### Exercices à faire
1. Recopiez tout le passage du texte sur les missionnaires en Perse qui va de « La première étape » jusqu'à « être appréciés d’eux. ».
2. Répondez à ces questions sur le texte sur les missionnaires en Perse :
(a) Par qui le Dominicain fut-il chassé à coups de pierre ?
(b) En quelle langue les autres missionnaires donnaient-ils leur enseignement ?
(c) À quel prophète les Capucins se comparent-ils ?
3. Poursuivez le texte sur les missionnaires capucins en Perse après sa dernière phrase.

### Texte à lire

· · · ·

Le Père Gabriel loue certes l’action efficace des Jésuites qui ont été envoyés en Perse : « Je ne doute point qu’avec le temps ils travaillent avantageusement dans cette Mission, conformément au zèle que leur Compagnie a pour le salut des âmes et pour convertir des infidèles »[12]. Mais il dénonce aussi les stratégies de Jésuites qui sont arrivés en grand nombre et qui, ayant effrayé les Vartapietes, n’ont pu s’installer à Djoulfa : «  Les Vartapietes, qui s’étaient alors contenus dans la modestie, s’alarmèrent, voyant Iulfa assiégé de tous côtés par un grand nombre de religieux »[13].

Se rendre le peuple favorable par l’apprentissage de la langue du pays qu’ils vont évangéliser est une des pratiques courantes utilisées par les missionnaires[14] :  « Les autres Missionnaires ne laissaient pas de les instruire en langue Persane, et n’ont jamais perdu les occasions de leur faire connaître les obligations qu’ils avaient, à l’exemple de leur saint Grégoire d’être soumis à l’Eglise Romaine ». Mais là encore il souligne les erreurs qui ont pu être commises, en dénonçant le zèle excessif d’un Dominicain qui « les poursuivait à toute heure, jusque même dans la place publique, et aux jours de marché, qu’il les excommuniait, fulminant contre eux toutes sortes d’anathèmes. Il fut finalement obligé de sortir de la ville, ayant été plusieurs fois chassé à coups de pierre par les enfants[15]. Pour espérer récolter des fruits du travail dans les missions, il faut donc être zélé sans être toutefois excessif.

La première étape de l’évangélisation est certes l’apprentissage de la langue de ces peuples, mais la vocation des missionnaires capucins doit être menée avec prudence, douceur et humilité, afin de s’approprier leur mode de vie et « gagner leur affection »[16], appliquant ici les conseils du Christ : « Voici que je vous envoie comme des brebis au milieu des loups. Montrez-vous donc prudents comme les serpents et candides comme des colombes »[17]. Les bons missionnaires doivent certes être initiés à la langue du pays, mais aussi vivre parmi les gens du peuple et se mouler à eux pour mieux s’intégrer et être appréciés d’eux.

Leur but est de « les attirer à l’obéissance due au Saint-Siège ». Par analogie, les Arméniens sont comparés aux enfants d’Israël, qui se sont rendus coupables d’apostasie. Les Capucins s’assimilent au prophète Ezéchiel, auquel Dieu donna la mission d’aller vers ses enfants infidèles pour les remettre dans le droit chemin et les inciter à écouter la parole divine. Les ordres que le Seigneur donne à son prophète, il les donne aussi à tous ses ministres : « Ces inclinations sont à peu près semblables à celles des enfants d’Israël, dont Dieu informait le Prophète Ezéchiel, lui disant : = je t’envoie vers les rebelles qui se sont rebellés contre moi. Eux et leurs pères se sont révoltés contre moi jusqu’à ce jour. Les fils ont la tête dure et le cœur obstiné »[18]. Ezéchiel « crut qu’il fallait manger ce livre qui avait rempli de douceur la bouche du prophète et qu’il avait besoin de douceur et d’humilité, plutôt que de rigueur et de violence, pour dompter ce peuple difficile et opiniâtre », les Capucins doivent œuvrer en suivant l’exemple du prophète[19].

· · · ·

### Entrées de données
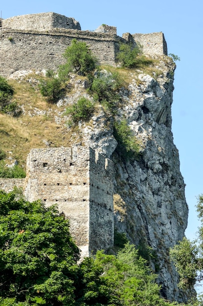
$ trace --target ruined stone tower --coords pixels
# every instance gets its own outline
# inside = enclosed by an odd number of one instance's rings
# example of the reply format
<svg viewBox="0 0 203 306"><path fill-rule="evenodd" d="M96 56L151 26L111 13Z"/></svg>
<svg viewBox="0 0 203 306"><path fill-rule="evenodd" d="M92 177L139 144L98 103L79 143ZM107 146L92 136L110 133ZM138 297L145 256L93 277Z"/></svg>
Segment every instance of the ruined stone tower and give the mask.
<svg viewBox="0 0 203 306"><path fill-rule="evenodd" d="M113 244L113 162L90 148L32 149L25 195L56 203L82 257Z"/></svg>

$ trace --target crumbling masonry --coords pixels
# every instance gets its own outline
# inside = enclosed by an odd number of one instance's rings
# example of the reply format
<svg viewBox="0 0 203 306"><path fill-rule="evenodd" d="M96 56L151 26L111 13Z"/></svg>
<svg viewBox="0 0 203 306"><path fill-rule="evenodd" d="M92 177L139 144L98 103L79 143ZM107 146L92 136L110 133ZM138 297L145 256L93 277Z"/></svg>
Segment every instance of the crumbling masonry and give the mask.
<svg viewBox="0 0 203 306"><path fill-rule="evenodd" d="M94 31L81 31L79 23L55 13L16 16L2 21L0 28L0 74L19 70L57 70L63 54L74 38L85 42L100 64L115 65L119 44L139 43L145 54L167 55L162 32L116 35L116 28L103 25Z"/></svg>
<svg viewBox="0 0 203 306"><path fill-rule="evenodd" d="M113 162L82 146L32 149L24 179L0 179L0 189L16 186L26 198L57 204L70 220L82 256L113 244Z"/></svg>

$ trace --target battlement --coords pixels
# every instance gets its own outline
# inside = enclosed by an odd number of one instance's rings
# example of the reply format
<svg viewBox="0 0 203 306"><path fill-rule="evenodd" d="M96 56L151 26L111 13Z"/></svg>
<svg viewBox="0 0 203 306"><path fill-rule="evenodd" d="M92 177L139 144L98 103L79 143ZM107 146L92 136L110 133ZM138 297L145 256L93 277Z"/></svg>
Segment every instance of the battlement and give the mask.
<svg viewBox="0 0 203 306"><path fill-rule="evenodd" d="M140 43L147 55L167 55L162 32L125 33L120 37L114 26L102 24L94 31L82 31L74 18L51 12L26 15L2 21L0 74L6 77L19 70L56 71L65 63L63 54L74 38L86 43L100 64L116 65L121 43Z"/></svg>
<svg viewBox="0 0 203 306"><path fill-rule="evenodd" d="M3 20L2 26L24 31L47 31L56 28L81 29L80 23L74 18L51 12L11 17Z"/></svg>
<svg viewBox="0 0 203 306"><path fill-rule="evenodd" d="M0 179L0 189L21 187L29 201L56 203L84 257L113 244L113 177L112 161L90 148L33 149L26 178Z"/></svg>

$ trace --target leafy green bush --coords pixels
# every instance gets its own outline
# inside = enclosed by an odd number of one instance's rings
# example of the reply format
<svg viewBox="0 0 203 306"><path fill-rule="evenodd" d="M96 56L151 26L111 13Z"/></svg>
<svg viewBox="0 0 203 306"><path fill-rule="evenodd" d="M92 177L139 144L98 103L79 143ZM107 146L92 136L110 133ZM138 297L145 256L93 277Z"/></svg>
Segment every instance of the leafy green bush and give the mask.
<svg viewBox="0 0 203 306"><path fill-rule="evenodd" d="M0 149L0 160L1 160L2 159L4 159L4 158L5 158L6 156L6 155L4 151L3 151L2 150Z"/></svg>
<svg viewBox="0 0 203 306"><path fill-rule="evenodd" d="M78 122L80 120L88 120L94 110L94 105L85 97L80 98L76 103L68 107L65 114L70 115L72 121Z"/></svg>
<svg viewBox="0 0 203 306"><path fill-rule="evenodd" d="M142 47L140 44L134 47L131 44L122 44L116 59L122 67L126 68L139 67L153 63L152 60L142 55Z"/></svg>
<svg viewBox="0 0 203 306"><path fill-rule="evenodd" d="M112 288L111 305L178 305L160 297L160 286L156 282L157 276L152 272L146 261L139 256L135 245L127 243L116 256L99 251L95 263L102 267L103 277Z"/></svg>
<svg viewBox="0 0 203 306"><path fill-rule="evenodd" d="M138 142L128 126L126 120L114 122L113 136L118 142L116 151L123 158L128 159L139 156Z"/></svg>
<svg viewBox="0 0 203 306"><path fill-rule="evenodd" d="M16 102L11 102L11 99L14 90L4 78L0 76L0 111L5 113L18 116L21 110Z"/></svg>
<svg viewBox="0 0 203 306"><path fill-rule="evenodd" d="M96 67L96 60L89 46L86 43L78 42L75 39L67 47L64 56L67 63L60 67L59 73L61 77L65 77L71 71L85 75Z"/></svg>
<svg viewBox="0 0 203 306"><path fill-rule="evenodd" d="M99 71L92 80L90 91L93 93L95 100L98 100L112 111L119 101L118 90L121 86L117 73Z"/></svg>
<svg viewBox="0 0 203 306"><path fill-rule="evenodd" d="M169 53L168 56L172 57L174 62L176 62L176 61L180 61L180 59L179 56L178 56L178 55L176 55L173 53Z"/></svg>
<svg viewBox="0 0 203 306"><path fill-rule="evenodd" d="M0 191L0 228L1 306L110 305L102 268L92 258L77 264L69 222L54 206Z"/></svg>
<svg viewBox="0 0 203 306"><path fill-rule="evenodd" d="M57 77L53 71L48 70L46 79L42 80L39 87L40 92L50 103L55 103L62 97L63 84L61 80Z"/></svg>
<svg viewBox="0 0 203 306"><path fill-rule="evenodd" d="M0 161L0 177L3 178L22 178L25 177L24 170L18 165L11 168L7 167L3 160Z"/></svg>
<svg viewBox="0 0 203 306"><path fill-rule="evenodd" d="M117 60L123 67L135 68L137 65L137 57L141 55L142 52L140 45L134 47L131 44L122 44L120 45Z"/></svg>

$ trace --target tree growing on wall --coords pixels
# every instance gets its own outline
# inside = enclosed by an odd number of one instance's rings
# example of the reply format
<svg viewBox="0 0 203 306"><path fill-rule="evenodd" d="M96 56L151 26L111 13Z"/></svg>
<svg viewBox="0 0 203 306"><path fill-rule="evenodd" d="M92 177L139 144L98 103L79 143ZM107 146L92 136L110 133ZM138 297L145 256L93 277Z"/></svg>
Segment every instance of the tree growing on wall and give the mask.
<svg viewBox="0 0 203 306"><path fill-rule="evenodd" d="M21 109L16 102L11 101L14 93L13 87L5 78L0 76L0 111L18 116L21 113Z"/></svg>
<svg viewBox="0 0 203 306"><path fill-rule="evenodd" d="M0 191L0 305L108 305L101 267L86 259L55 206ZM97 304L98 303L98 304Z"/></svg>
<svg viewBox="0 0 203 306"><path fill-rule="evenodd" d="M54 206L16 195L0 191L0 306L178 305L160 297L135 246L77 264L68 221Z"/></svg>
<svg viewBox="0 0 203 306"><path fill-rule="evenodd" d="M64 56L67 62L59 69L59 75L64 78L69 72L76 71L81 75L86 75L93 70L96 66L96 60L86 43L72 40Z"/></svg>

· · · ·

### Corrigés
1.
La première étape de l’évangélisation est certes l’apprentissage de la langue de ces peuples, mais la vocation des missionnaires capucins doit être menée avec prudence, douceur et humilité, afin de s’approprier leur mode de vie et « gagner leur affection »[16], appliquant ici les conseils du Christ : « Voici que je vous envoie comme des brebis au milieu des loups. Montrez-vous donc prudents comme les serpents et candides comme des colombes »[17]. Les bons missionnaires doivent certes être initiés à la langue du pays, mais aussi vivre parmi les gens du peuple et se mouler à eux pour mieux s’intégrer et être appréciés d’eux.

2.
(a) Par les enfants.
(b) En langue persane.
(c) Au prophète Ezéchiel.

3.
Le texte est enrichi de nombreuses références à saint Paul qui est, aux yeux des Capucins, le modèle accompli du missionnaire : « ΙΙ (= le Père capucin) mit donc à cœur de se faire tout à tous[20], à l’exemple de saint Paul ; et sans mépriser les petits et les pauvres, honorer toute sorte de personnes, sachant que Dieu se sert pour l’ordinaire de la bouche de ceux-là, pour divulguer son saint Nom, et annoncer les louanges de ceux qui le servent ».

Les Capucins s’adressent en priorité aux enfants, car ils sont plus réceptifs que les adultes et ils servent d’intermédiaires, de « trompettes » pour divulguer la bonne parole : « Pour ce dessein, il assemblait souvent le soir plusieurs enfants, pour leur raconter des histoires, qu’ils écoutaient avec beaucoup d’affection ; ce qui lui servait et pour apprendre la langue et pour instruire ces enfants des choses nécessaires à leur salut … les enfants ayant souvent servi de trompettes, pour publier ce qu’ils entendaient. Et s’ils ont été les premiers à lui faire quelque confusion, ils furent aussi les premiers à lui rendre de l’honneur »[21]. Le Père Gabriel évoque aussi rapidement « un des plus considérables fruits que les Missionnaires fassent dans la Perse … celui du Baptême d’un grand nombre de petits enfants qu’ils arrachent pour ainsi dire des mains du démon, pour les faire vivre glorieusement »[22]. La lutte contre le diable est en effet « un des moteurs de l’action missionnaire et une justification de leur présence en ces terres lointaines, qu’ils désirent gagner à Dieu »[23]. Le baptême, signe tangible de la conversion, est fondamental car il est à la source du salut.

Pour s’acquérir l’affection de ce peuple rebelle, le Père Gabriel souligne qu’il ne faut pas le « traiter en ennemis, comme on avait fait par le passé, mais comme des amis et des domestiques de la Foi, comme le dit saint Paul : Recevez et traitez avec charité celui qui est encore faible dans la Foi, sans vous emporter dans des contestations et des disputes »[24]. Il rajoute qu’« il faut agir parmi eux plutôt par la douceur, le bon exemple et l’humilité, que par l’aigreur de la dispute qui ne produit pour ordinaire que de l’animosité et de la division »[25].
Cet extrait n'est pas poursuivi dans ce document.